Document:
Le Gange, vibrant de l'aube au crépuscule

La ville dort encore. Un brouillard gris nous enveloppe d'une torpeur toute relative, que troue par moments notre lampe de poche, car de l'aube au crépuscule et du crépuscule à l'aube, Vârânasî la vibrante, Bénarès la bouillonnante vit intensément. Il est 5 heures, nous enjambons le plat bord  du petit bateau à rame que nous désigne un vieil indien, tandis que notre guide mâchonne quelques mots d'anglais, la bouche pleine de béthel, un filet de salive rouge à la commissure des lèvres. Il sera notre passeur de rives, notre initiateur à cette vie étrange qui se déploie sous nos yeux, le Charon de notre mythologie indienne, sur ce Styx-Gange éternel. Seul, le bruit assourdi des rames, comme feutré, trouble la brume. Nous longeons les rives de la cité millénaire, cette antique civilisation qui semble n'avoir pas bougé depuis ses origines. Peu à peu, le ciel s'éclaircit à l'Est, les lumières de la ville s'éteignent une à une, et nous distinguons les formes qui se meuvent sur les ghats. D'autres bateaux glissent silencieusement sur l'eau. Notre guide est avare de mots, tout occupé à sa mastication... En silence, nous nous laissons pénétrer par l'ambiance. Au fil de l'eau, nous apercevons les groupes qui s'activent sur les berges, battant énergiquement le linge, s'immergeant rituellement dans l'eau. Plus loin, sur les marches, les flammes de grands brasiers dégagent une fumée dense, au milieu de tas de bois que déchargent sans cesse des barques venues de la forêt de l'autre côté du fleuve. Une intense activité a lieu autour des bûchers funéraires, des centaines de personnes s'activent silencieusement. Nous croisons plusieurs barques chargées de bûchers, la famille accompagne ses morts jusque sur le Gange, soufflant dans des coquillages, dispersant des fleurs sur les eaux sacrées, agitant des clochettes... Les ghats se succèdent, l'intensité de la foule sur les berges augmente, les bruits résonnent plus fort, la brume s'est levée, la vie continue. L'Inde nous rentre dans la peau....

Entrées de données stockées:
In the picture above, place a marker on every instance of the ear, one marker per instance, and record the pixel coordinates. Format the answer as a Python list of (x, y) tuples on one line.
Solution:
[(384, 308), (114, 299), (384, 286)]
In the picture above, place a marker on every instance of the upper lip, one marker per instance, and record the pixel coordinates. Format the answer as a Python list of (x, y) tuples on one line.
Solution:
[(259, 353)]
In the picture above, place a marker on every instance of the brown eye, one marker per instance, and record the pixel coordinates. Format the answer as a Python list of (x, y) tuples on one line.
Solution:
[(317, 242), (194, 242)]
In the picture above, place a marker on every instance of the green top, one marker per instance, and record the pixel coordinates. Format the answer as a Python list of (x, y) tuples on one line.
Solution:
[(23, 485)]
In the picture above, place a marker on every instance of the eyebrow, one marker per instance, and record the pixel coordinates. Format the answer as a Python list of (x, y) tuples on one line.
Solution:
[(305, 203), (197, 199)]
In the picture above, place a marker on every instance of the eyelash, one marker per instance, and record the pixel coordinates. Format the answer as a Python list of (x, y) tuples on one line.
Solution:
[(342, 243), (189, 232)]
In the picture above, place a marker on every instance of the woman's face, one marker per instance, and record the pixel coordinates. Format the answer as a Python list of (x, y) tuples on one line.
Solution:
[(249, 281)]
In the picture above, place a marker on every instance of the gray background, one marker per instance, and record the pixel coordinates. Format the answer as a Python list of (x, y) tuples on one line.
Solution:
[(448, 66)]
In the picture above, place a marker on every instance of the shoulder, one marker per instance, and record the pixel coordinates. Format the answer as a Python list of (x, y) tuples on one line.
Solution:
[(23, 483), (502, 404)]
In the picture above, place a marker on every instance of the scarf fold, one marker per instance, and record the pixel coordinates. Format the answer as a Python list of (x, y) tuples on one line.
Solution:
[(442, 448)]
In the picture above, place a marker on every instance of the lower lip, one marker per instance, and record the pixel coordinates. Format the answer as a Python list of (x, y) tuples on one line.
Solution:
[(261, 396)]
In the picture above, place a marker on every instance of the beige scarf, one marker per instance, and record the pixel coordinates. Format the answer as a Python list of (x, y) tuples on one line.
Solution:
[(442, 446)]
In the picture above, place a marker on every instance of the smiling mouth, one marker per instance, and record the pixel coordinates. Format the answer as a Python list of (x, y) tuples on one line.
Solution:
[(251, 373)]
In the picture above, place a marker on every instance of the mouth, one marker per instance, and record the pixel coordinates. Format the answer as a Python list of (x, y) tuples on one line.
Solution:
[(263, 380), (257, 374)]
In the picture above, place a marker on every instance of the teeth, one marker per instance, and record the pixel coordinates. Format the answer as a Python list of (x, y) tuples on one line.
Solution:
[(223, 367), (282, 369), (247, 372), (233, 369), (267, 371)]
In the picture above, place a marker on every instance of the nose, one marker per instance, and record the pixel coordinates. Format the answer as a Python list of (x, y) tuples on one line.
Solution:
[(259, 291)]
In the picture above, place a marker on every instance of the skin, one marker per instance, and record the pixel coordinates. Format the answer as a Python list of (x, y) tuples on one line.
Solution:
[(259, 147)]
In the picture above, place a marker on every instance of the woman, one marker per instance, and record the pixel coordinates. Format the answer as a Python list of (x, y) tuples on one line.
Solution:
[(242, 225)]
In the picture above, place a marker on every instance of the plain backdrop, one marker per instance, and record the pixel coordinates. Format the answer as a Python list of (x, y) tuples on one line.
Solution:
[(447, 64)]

Consignes:
**A)** Indiquez si chacun des énoncés suivants concorde avec le récit sur le Gange, en répondant oui ou non et en citant les mots décisifs du texte : (i) la sortie en bateau commence à 5 heures ; (ii) le guide parle couramment anglais ; (iii) le bois des bûchers arrive par des barques venues de la forêt située sur l'autre rive.
**B)** D'après le récit sur le Gange, de quel côté le ciel s'éclaircit-il peu à peu ?
**C)** Rédigez la suite du récit sur le Gange à partir de sa dernière phrase.

Réponses ci-dessous:
**A)**
(i) Oui : « Il est 5 heures ».
(ii) Non : « notre guide mâchonne quelques mots d'anglais ».
(iii) Oui : « des barques venues de la forêt de l'autre côté du fleuve ».

**B)** À l'Est.

**C)**
Ce jour est un jour important dans le Festival Durga Puja, celui où l'on honore Kali, la déesse de la préservation, de la transformation et de la destruction.

 

De retour (quoique... pas tout à fait revenus..) de notre excursion, un copieux petit déjeuner nous permet d'envisager la suite de la journée... Nous faisons la connaissance d'Alain, septuagénaire passionné par l'Inde et ses cultures, qui y passe chaque année 4 mois, depuis 6 ans, et nous narre avec enthousiasme les fastes des 23 épisodes du Râmayanâ, joué 23 soirs de suite dans la rue, en un grandiose festival théâtral. L'arrivée, en grande pompe, du Maharadja, adule de son peuple et monté sur son éléphant d'apparat, escorté de son timbalier et de ses gardes, qui n'a plus aucun pouvoir politique mais conserve une considérable aura spirituelle, est un grand moment, au parfum suranné... L'image des Indes d'autrefois... La tentation est forte, de traverser le Gange pour aller assister à ce grand moment de théâtre, vécu par les indiens plus comme un moment de ferveur religieuse... mais après les chanteurs viennent les acteurs, et la soirée se termine après 22h... Or, nous naviguions sur le fleuve sacré dès 5h du matin, et la journée sera encore bien remplie... Un peu frustrés de devoir nous contenter des photos lumineuses et des explications érudites et passionnées d'Alain, nous prenons congé pour rejoindre notre guide. 

 

A 9 heures, comme convenu, un chauffeur de rickshaw passe nous prendre à la Guest House, pour nous proposer un circuit de découverte et visites. Nous commençons par le temple Kashi Vishwanath, dédié à Shiva, dans l'enceinte de la Benares Hindu University. Nous sommes samedi, il y a foule, et après avoir ajouté nos sandales à l'énorme tas de chaussures qui jonche l'entrée, nous nous joignons à la foule des pèlerins, les hommes d'un côté, les femmes de l'autre, qui se retrouvent à l'intérieur.

 

Le Monkey Temple, également dédié à Shiva, fait partie des lieux qui ont eu à déplorer des attentats, et son accès est désormais strictement soumis à une fouille corporelle vigilante. Pas de photo possible... Les centaines de macaques qui envahissent les lieux font partie du décor, mais se montrent volontiers agressifs et conquérants, nous sommes sur leur territoire...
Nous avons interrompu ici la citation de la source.